* _Task 1_
Can you sum up the profile of fighter Rameau Thierry Sokoudjou in two sentences?
* _Task 2_
Can you write what comes next in the profile of fighter Rameau Thierry Sokoudjou, starting after its final sentence?

Rameau Thierry Sokoudjou: KSW Champion Sits Down for an Exclusive Interview

Ed Kapp@https://twitter.com/EdKappAnalyst IMay 5, 2011

A near-lifelong grappler, Rameau Thierry Sokoudjou’s first foray into martial arts came in 1989, when, at the age of five, the Hom’la, Cameroon, native began training in Judo. Over 20 years later, Sokoudjou has yet to look back.

Boasting an impressive résumé as a Judo practitioner—including three successive junior national championships from 1997 to 1999 in his native Cameroon, Sokoudjou moved to the United States in 2001.

Although he never intended on pursuing a career in mixed martial arts, Sokoudjou was given the opportunity to help Dan Henderson prepare for a bout in 2004. After training for two years at Team Quest, Sokoudjou made his professional mixed martial arts debut in July 2006.

As a mixed martial artist, it didn’t take long for Sokoudjou to make a name for himself—in a major way—under the Pride FC banner. In what were only his fourth and fifth professional contests, Sokoudjou pulled off a pair of stunning upset victories over Antonio Rogerio Nogueira and Ricardo Arona at Pride 33 and Pride 34, respectively.

In late 2007, Sokoudjou made his Octagon debut against Lyoto Machida at UFC 79. Although he would fall short against “The Dragon”, Sokoudjou was given two more opportunities to compete in the Octagon.

* _Contour labeling entries_
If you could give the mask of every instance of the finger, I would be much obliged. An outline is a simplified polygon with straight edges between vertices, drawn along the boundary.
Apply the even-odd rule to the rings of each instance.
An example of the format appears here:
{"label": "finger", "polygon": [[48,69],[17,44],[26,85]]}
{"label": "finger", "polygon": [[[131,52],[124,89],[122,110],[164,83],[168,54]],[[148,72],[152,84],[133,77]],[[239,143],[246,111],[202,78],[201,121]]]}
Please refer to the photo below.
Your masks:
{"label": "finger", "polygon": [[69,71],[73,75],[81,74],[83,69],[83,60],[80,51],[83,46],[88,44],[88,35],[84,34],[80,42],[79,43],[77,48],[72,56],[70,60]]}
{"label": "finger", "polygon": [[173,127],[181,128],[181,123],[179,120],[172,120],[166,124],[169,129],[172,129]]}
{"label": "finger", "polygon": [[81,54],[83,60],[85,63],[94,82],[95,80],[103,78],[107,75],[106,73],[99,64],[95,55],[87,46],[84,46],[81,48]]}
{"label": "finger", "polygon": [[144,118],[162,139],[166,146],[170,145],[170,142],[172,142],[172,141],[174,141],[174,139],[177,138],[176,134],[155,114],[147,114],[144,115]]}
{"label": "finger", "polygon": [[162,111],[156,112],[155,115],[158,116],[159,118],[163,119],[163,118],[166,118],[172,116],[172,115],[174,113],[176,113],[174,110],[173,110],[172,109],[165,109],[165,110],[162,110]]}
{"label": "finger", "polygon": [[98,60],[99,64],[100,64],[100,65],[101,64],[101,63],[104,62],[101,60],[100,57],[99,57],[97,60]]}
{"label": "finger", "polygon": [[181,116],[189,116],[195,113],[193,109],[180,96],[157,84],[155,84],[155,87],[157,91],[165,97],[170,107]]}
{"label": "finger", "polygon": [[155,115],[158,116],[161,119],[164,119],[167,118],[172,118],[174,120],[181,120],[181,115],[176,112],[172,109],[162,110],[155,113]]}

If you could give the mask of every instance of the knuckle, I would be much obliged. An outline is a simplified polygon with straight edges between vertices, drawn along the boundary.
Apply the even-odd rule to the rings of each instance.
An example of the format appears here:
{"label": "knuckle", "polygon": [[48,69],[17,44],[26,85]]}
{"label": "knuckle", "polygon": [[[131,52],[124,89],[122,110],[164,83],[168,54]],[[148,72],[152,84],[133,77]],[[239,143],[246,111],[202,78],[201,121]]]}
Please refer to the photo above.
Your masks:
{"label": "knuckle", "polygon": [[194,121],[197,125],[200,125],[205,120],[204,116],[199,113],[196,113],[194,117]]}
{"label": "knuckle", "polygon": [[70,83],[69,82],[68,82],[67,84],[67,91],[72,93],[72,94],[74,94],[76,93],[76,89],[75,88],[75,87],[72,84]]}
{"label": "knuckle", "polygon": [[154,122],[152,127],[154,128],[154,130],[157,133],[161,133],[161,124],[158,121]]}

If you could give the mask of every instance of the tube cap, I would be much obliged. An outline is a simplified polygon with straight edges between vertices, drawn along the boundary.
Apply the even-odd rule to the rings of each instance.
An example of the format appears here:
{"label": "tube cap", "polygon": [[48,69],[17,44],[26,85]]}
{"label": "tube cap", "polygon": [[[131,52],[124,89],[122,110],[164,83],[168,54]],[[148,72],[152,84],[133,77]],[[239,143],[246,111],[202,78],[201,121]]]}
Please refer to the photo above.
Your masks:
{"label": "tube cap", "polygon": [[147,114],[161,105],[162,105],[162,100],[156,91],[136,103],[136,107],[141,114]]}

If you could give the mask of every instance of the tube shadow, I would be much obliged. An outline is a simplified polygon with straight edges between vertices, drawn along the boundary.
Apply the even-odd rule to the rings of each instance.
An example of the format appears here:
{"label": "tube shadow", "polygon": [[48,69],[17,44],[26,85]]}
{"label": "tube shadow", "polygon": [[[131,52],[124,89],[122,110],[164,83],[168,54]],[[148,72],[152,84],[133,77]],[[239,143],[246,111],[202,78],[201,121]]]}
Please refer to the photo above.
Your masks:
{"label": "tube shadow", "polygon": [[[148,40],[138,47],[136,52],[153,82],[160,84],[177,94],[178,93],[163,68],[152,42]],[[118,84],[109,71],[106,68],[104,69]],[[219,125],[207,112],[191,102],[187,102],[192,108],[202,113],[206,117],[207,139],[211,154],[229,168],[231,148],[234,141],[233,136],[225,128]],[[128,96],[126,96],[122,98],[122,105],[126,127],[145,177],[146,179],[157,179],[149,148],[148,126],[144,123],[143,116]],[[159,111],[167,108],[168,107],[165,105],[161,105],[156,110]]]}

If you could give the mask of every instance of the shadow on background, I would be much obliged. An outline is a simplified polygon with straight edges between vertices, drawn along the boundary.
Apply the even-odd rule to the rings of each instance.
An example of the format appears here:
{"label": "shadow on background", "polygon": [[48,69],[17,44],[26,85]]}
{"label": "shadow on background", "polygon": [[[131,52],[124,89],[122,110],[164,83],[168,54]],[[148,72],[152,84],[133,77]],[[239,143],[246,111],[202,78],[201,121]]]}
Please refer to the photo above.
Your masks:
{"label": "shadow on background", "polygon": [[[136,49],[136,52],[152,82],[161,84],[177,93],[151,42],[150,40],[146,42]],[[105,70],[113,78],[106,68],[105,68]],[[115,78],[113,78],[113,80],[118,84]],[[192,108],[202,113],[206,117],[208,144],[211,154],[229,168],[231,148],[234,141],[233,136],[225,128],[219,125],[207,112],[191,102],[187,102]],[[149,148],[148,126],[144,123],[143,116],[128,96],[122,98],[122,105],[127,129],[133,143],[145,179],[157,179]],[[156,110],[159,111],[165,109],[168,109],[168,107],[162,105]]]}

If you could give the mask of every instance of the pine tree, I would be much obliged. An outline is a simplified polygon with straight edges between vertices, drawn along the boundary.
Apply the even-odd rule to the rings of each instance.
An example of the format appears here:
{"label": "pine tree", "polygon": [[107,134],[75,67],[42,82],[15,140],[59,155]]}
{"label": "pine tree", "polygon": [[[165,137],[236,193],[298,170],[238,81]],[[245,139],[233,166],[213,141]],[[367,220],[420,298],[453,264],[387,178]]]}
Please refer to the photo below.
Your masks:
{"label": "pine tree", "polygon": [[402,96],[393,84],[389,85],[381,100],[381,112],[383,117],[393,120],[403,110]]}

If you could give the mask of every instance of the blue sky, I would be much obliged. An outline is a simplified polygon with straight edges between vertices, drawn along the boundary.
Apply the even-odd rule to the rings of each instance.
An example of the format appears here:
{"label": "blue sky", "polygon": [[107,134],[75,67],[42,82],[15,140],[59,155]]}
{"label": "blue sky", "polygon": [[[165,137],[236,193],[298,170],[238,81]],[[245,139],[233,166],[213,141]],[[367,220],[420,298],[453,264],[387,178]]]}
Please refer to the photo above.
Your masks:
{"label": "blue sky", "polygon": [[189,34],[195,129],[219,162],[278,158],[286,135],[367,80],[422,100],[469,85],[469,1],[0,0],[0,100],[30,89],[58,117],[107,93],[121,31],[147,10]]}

* _Written reply 1_
Sokoudjou, a native of Hom'la, Cameroon, began training in Judo at age five in 1989, won three successive junior national championships in Cameroon from 1997 to 1999, and moved to the United States in 2001. After helping Dan Henderson prepare for a 2004 bout and training for two years at Team Quest, he made his professional mixed martial arts debut in July 2006, scored upset wins over Antonio Rogerio Nogueira and Ricardo Arona at Pride 33 and Pride 34, and fell short against Lyoto Machida in his Octagon debut at UFC 79 in late 2007.

* _Written reply 2_
After picking up a victory over Kazuhiro Nakamura at UFC 84 and dropping his bout against Luiz Cane at UFC 89, the UFC and Sokoudjou parted ways.

Since leaving the UFC in late 2008, Sokoudjou has competed in six different countries under the Affliction, DREAM, Strikeforce, Impact FC, Shark Fights, and KSW banners—racking up a six victories including, most recently, a win over Poland’s Jan Blachowicz to claim the KSW light-heavyweight championship.

Currently, Sokoudjou is slated to take on Roger Hollett, in a light-heavyweight contest, in Mississauga, Ontario on June 10 under the Score Fighting Series banner.

I recently had the opportunity to speak to Rameau Thierry Sokoudjou about, among other topics, his time in Poland, his upcoming bout, and his early days in both Judo and mixed martial arts.

You’ve won two straight bouts—how is life for you these days?

Well, it could be better. I’ve lost a bunch—I’ve just won two, like you said—but I should have a bunch more.

Could you tell me about your time in Poland?

To tell you the truth, it was too cold for me to go anywhere and I had to cut weight, so I spent most of the time in the hotel room. It was, basically, hotel to the training room, hotel to the training room the whole time. I didn’t have time to go anywhere.

Was that disappointing?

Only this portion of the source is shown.